I've got a VC Resolute that's done yeoman duty for 34 years now. It has consumed over 70 cords and kept the small house right toasty. (Somehow, the thought of cutting, splitting, stacking and hauling 70 cords makes me feel old and sore right now, but I digress....) This spring, I plan on a full disassembly, as I'm pretty good at taking things apart and rebuilding them without any leftover and obviously unnecessary parts. It's been cleaned internally several times but never fully taken down.

One area caught my eye last time. The beauty of the VC design is the flame path on secondary burn. Yet the two castings that define that smoke path have a gap, widest at the exit end. I want to bridge that gap.

It's too wide to simple slather in the refactory cement. Besides, the stuff would slump before curing. So I've been considering a matrix to hold the cement in place 'til it hardens; kind of like re-wire in concrete. Best I've come up with is fiberglass window screen. I've experimented by placing a swatch on glowing coals, and after an initial flare, it remains strong after retrieval. Thought is to lay a bead of the 2000F stuff on wax paper, then incorporate the screening, and press into place.

Any other ideas?

Cheers
 
My first question is why is there a gap? Was it there when new? Or have the parts warped? Have you considered buying new internal parts instead of a rebuild using the old parts?

dj
 
It's where the two castings just don't meet; nothing has warped, more like receeded. Not sure if it was always like this - or got slowly worse over the decades. The idea of high-speed gas cutting in an oxygen-rich environment comes to mind.... Part of the flame/smoke path is being "short-circuited" though it really doesn't seem to affect the stove's overall performance. I would much rather fix something if I can rather than buy something new. I've been driving a Land-Rover for 42 years with the same philosophy.

## Set exercise A
Count the lines of the records that contain the string "pillar", and give only that number.
The stove discussion and the records were drawn from unrelated sources.

## Materials provided
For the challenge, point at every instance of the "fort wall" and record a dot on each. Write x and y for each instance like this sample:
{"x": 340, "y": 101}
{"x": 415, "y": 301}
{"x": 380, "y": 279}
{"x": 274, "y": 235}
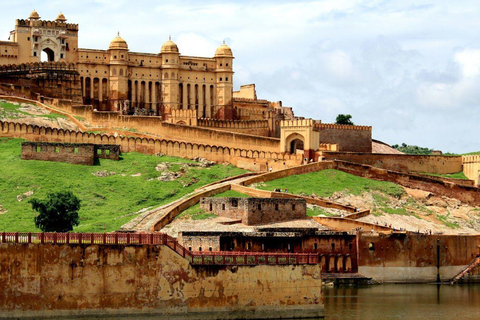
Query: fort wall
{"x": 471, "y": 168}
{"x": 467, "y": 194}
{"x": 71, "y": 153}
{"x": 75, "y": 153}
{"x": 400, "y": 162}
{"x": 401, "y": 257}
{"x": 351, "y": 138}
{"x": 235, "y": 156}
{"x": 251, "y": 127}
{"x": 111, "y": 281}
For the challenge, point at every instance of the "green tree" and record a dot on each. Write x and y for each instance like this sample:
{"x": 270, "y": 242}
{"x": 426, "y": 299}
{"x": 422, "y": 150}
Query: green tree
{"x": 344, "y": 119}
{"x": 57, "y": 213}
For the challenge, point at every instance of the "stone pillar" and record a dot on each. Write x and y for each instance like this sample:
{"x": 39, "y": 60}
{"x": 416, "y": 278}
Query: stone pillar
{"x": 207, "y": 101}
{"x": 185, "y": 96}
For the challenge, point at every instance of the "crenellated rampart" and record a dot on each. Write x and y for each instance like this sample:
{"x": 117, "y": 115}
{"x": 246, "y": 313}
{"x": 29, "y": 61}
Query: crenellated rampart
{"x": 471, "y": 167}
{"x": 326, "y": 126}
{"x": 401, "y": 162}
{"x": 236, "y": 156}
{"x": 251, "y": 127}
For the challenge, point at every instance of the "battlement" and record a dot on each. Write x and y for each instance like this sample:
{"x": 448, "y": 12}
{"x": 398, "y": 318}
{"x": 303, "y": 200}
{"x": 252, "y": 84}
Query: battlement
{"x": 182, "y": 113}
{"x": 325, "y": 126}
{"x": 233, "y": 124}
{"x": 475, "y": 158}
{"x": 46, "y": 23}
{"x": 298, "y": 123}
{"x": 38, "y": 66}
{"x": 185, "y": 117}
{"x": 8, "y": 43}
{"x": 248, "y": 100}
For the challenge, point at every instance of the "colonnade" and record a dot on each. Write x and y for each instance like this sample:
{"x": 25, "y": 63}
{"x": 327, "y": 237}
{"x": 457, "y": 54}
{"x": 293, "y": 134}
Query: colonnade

---

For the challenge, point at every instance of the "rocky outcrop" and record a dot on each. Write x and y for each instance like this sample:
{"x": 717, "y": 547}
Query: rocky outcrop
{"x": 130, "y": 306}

## Set exercise B
Reproduce the stove discussion word for word, everything from "One area caught" down to "bridge that gap.".

## Complete output A
2

## Complete output B
One area caught my eye last time. The beauty of the VC design is the flame path on secondary burn. Yet the two castings that define that smoke path have a gap, widest at the exit end. I want to bridge that gap.